> _WHAT IS EXPECTED_:
Switch every "lineup board" in the records to "tally sheet", and return the lines with nothing else altered.

> _STORED ROWS_:

_____

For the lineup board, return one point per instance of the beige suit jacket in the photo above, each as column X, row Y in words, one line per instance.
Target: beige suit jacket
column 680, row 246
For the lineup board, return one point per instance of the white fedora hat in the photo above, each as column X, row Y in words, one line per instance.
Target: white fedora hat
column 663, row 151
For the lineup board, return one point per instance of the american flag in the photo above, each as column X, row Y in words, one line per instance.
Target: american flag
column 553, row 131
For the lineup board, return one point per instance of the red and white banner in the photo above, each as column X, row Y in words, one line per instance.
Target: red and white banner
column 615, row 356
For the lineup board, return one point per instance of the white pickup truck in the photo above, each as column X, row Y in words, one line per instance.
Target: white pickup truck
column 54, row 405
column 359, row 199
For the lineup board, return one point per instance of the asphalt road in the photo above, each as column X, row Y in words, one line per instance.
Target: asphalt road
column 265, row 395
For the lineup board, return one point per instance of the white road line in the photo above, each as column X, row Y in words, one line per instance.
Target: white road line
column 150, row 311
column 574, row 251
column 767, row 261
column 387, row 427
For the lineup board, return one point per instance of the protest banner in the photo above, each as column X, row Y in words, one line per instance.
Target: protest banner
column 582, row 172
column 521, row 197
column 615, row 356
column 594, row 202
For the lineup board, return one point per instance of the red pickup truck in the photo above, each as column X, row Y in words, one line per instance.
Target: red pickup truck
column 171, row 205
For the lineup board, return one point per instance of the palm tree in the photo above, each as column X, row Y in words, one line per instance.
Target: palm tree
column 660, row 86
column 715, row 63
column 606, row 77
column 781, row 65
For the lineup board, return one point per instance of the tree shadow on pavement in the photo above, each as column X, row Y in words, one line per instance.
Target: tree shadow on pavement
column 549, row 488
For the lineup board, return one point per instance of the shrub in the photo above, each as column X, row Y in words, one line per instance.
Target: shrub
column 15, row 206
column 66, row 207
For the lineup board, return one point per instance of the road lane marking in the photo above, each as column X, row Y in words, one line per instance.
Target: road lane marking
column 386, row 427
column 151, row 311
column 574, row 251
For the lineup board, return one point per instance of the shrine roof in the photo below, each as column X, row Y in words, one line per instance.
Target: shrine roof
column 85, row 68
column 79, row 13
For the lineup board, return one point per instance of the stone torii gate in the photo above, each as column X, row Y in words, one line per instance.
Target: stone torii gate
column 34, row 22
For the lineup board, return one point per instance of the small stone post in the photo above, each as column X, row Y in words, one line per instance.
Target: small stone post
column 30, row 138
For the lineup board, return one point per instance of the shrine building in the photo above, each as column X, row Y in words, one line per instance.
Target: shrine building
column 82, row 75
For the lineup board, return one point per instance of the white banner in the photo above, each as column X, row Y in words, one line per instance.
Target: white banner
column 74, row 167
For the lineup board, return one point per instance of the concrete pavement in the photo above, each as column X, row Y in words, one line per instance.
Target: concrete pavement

_____

> _EXERCISE RESULT_:
For the tally sheet, return one point per instance of the beige suit jacket in the photo above, each as column X, row Y in words, one line per instance.
Target: beige suit jacket
column 680, row 246
For the tally sheet, return one point per instance of the white fedora hat in the photo above, each as column X, row Y in words, one line per instance.
Target: white fedora hat
column 663, row 151
For the tally sheet, return one point per instance of the american flag in the photo above, each as column X, row Y in words, one line per instance.
Target: american flag
column 553, row 131
For the tally sheet, return one point per instance of the red and white banner in the photo above, each as column X, row Y in words, one line per instance.
Target: red and white banner
column 615, row 356
For the tally sheet, return one point per instance of the white pickup truck in the photo above, each as column X, row Y in words, one line per instance.
Target: white pickup truck
column 54, row 405
column 359, row 199
For the tally sheet, return one point per instance of the asphalt road in the photo above, each as column X, row Y in words, one line per instance.
Target: asphalt road
column 265, row 395
For the tally sheet, return one point per instance of the white road line in the photo above, each as column X, row Y in words, one line per instance.
Target: white road line
column 150, row 311
column 574, row 251
column 767, row 261
column 387, row 427
For the tally sheet, return one point per instance of the protest banner in the photo above, each as column X, row Y in words, one line per instance.
Target: protest banner
column 582, row 172
column 521, row 197
column 615, row 356
column 594, row 202
For the tally sheet, return one point per instance of the red pickup truck in the photo above, each as column X, row Y in words, one line per instance.
Target: red pickup truck
column 171, row 205
For the tally sheet, return one point per instance of the palm tree in the photo above, each as column X, row Y in words, one line per instance.
Target: palm tree
column 660, row 86
column 715, row 63
column 606, row 77
column 781, row 65
For the tally sheet, return one point per instance of the tree shadow on pavement in the photo above, each as column X, row Y in words, one line per instance.
Target: tree shadow on pavement
column 549, row 488
For the tally sheet, return one point per instance of the shrub in the photo above, each as column X, row Y in words, one line per instance.
Target: shrub
column 15, row 206
column 66, row 207
For the tally sheet, return one point per instance of the road lane marking in the photo above, each as column X, row Y in words, one line per instance.
Target: road lane marking
column 386, row 427
column 151, row 311
column 574, row 251
For the tally sheet, return one point per instance of the shrine roof in the photo below, each as column X, row Y in words, one line per instance.
Target: shrine roof
column 85, row 68
column 79, row 13
For the tally sheet, return one point per instance of the stone torii gate in the photo above, each as column X, row Y in words, one line per instance.
Target: stone torii gate
column 34, row 22
For the tally sheet, return one point per instance of the small stone post in the photo above, each as column X, row Y in words, one line per instance.
Target: small stone post
column 30, row 138
For the tally sheet, return one point per instance of the shrine building in the photo above, each as column X, row Y in words, one line per instance.
Target: shrine building
column 82, row 75
For the tally sheet, return one point per instance of the white banner in the photo above, each as column X, row Y in words, one line per instance.
Target: white banner
column 74, row 167
For the tally sheet, return one point per instance of the concrete pavement in the photo above, each as column X, row Y in words, one line per instance.
Target: concrete pavement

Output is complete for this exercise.